## STATED GOAL 1
Extract the rows below exactly as they appear, everything from the line containing "point: cobblestone ground" down to the line containing "column 395, row 417", with both of those lines included.

ON A day when shortstop and reigning MVP Jimmy Rollins was benched for lack of hustle, the Phillies used their first-round pick on . . . drum roll, please . . . a shortstop.
What in the name of Kevin Kolb is going on around here?
"It's just a coincidence," Phillies scouting director Marti Wolever said, laughing.
The Phillies spent their first-round pick yesterday - 24th overall - on Connecticut high-school star Anthony Hewitt, a shortstop they will move to third base. Hewitt, who turned 19 in April, has a scholarship to Vanderbilt and said earlier this week that he would have to receive a significant offer to turn down college.
Yesterday, his tone was not nearly so ominous.
"I really want to go ahead and pursue my professional career," said Hewitt, who was born in Brooklyn and grew up a Yankees fan. "I want to go out and start professional ball as soon as possible. I'm eager to start. I'm eager."
The Rangers had the 24th overall pick last year and gave Michael Main, a Florida high-school pitcher, a $1.23 million signing bonus.

Rows contained in a dataset:
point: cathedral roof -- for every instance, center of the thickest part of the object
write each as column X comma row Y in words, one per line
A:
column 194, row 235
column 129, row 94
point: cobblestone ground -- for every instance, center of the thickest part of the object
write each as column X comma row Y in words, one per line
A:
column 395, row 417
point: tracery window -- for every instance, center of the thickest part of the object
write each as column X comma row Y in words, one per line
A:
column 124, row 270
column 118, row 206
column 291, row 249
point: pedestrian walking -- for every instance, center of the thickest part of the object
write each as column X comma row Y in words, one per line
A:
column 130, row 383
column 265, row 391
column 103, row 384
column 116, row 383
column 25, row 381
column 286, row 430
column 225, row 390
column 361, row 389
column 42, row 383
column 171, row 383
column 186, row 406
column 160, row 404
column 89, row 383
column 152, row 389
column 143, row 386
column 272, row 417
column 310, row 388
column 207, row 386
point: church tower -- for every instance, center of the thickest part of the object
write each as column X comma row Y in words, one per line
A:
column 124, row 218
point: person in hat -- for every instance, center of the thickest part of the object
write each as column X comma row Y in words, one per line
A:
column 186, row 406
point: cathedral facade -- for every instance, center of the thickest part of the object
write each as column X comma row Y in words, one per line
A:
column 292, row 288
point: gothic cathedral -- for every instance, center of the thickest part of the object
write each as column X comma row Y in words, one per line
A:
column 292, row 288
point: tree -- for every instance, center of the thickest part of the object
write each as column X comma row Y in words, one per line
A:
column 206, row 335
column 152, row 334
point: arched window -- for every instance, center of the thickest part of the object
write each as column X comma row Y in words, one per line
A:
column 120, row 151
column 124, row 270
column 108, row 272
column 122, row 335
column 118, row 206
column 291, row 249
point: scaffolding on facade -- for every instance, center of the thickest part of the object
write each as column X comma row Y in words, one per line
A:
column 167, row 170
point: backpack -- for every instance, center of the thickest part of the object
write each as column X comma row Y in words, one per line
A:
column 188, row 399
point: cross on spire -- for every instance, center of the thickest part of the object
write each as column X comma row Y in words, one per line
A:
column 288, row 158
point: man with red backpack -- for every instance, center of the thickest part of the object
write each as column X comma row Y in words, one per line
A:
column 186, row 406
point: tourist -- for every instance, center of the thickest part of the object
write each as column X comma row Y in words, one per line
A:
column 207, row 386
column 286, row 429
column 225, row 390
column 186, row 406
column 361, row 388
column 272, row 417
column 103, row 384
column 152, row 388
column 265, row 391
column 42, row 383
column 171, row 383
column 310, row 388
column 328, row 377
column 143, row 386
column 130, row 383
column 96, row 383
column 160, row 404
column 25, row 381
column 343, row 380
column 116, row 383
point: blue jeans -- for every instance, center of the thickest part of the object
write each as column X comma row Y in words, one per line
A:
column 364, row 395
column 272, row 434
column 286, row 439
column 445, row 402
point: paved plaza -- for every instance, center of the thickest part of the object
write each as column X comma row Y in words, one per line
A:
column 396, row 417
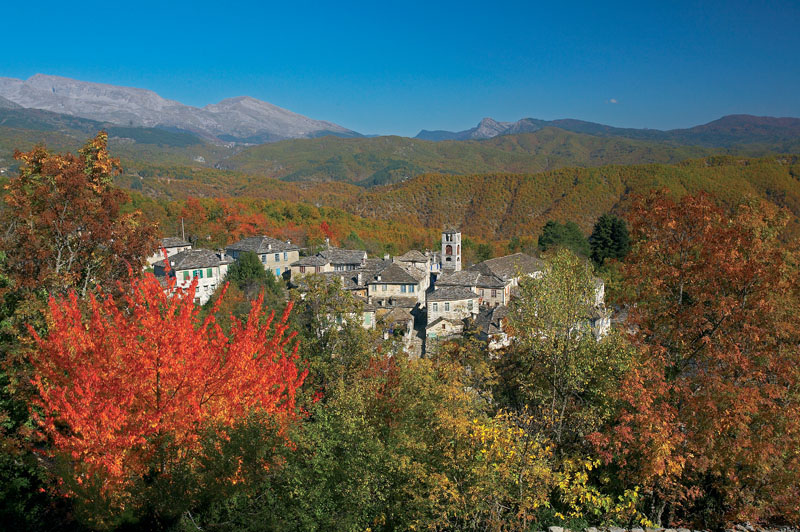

## STATED GOAL 2
Copy the entire article above about the Phillies' first-round draft pick, word for word.

## ANSWER 1
point: cobblestone ground -- for every instance, center of the thickest part of the object
write each as column X comma row Y in words, one per line
A:
column 395, row 417

## ANSWER 2
ON A day when shortstop and reigning MVP Jimmy Rollins was benched for lack of hustle, the Phillies used their first-round pick on . . . drum roll, please . . . a shortstop.
What in the name of Kevin Kolb is going on around here?
"It's just a coincidence," Phillies scouting director Marti Wolever said, laughing.
The Phillies spent their first-round pick yesterday - 24th overall - on Connecticut high-school star Anthony Hewitt, a shortstop they will move to third base. Hewitt, who turned 19 in April, has a scholarship to Vanderbilt and said earlier this week that he would have to receive a significant offer to turn down college.
Yesterday, his tone was not nearly so ominous.
"I really want to go ahead and pursue my professional career," said Hewitt, who was born in Brooklyn and grew up a Yankees fan. "I want to go out and start professional ball as soon as possible. I'm eager to start. I'm eager."
The Rangers had the 24th overall pick last year and gave Michael Main, a Florida high-school pitcher, a $1.23 million signing bonus.